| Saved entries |
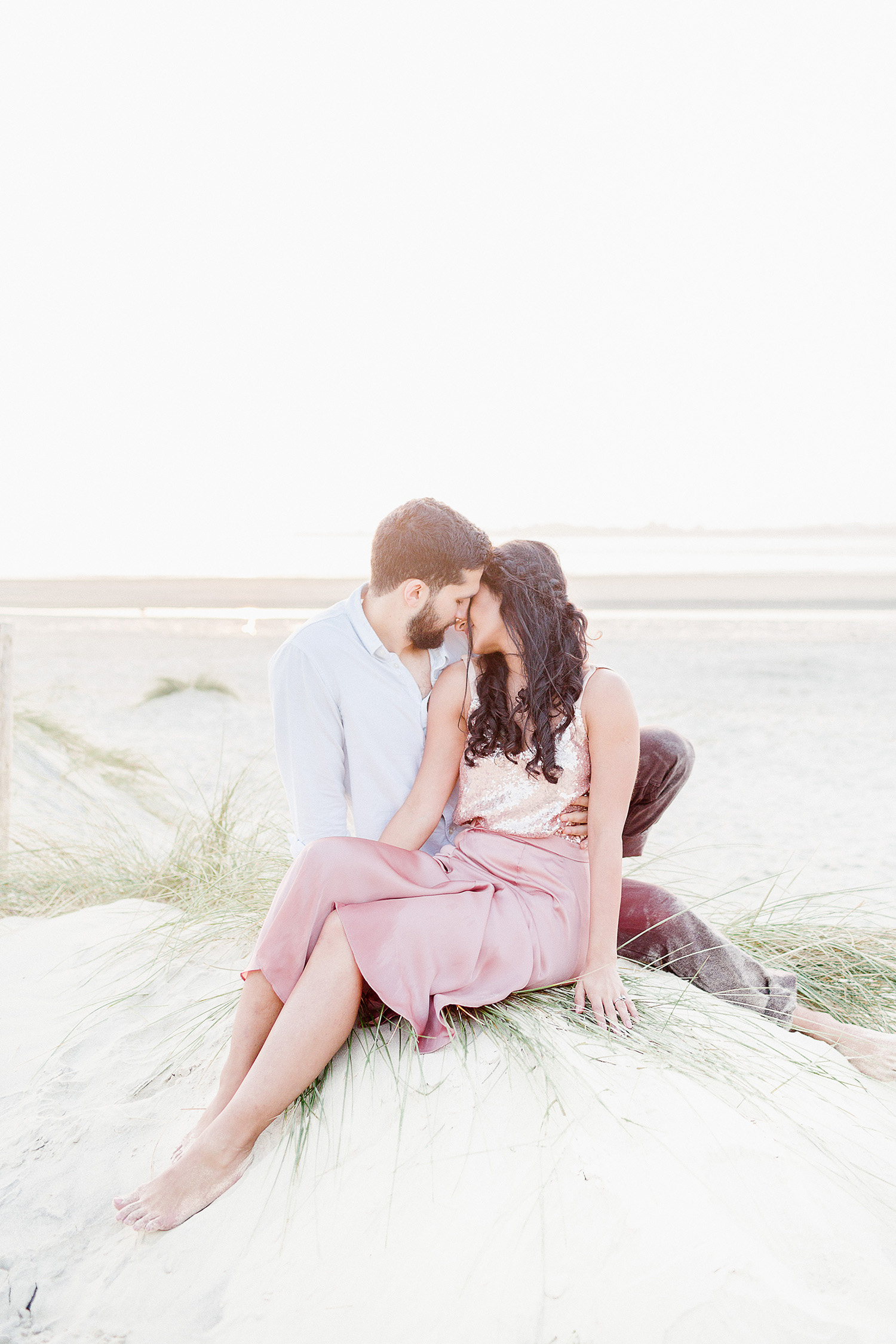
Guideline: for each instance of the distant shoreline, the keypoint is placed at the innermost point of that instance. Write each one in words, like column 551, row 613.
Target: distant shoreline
column 598, row 592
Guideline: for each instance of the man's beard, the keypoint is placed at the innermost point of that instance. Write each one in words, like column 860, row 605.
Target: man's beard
column 422, row 630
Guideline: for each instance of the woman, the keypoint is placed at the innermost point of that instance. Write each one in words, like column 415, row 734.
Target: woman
column 511, row 905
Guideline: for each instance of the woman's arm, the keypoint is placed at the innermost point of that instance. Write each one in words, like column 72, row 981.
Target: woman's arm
column 614, row 744
column 418, row 816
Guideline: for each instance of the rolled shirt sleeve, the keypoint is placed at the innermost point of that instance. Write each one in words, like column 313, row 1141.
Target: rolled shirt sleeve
column 311, row 746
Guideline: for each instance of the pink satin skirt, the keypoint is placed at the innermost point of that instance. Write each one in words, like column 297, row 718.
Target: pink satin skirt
column 487, row 916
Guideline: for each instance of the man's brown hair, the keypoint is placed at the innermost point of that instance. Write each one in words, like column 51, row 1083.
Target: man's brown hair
column 425, row 541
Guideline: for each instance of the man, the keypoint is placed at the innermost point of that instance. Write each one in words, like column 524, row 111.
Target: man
column 349, row 691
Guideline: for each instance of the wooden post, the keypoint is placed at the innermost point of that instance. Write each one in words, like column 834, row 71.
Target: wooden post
column 6, row 735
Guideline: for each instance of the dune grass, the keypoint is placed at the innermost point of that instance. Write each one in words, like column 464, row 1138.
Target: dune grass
column 81, row 753
column 217, row 879
column 172, row 686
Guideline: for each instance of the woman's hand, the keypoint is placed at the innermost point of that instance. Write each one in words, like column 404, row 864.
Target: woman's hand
column 574, row 820
column 609, row 1002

| About this exercise |
Among the records, find each line where the word "that" occurs, and copy it.

| Your solution |
Guideline: for each instance of the distant shoreline, the keypoint is placed at the innermost point of that instance. Write each one in words, like column 551, row 613.
Guideline: for each instance of the man's beard, the keypoint is placed at the innermost point of that instance. Write each one in words, like column 860, row 605.
Guideline: for each instance of the woman, the keypoint is placed at the innermost point of that instance. Write each one in words, like column 415, row 734.
Guideline: for each instance of the woman's arm, the keypoint is placed at the innermost point of that instance. Write each one in words, like column 72, row 981.
Guideline: for each instance of the rolled shirt sleeve, the keypoint is placed at the innermost point of that instance. Write each one in words, like column 313, row 1141.
Guideline: for each instance of the pink satin skirt, the keypoint is placed at the innermost point of that instance. Write each one in words, like column 297, row 718.
Guideline: for each instance of the man's brown hair, the keypoint is placed at the innermost point of that instance. Write each one in words, like column 51, row 1083.
Guideline: for each instance of the man, the keypoint is placed at the innermost point of that instance. Write each one in words, like column 524, row 111.
Guideline: for each instance of the wooden post, the keypoint is placed at the innermost point of that instance. Write each one in words, like column 834, row 71.
Guideline: for each instance of the dune grass, the keypoint is placed at the innermost point of that instance. Write each one in words, like column 464, row 1138.
Guideline: for each instance of the woman's hand, the keypoint is placed at the innermost point of that instance. Write each one in words, like column 404, row 864.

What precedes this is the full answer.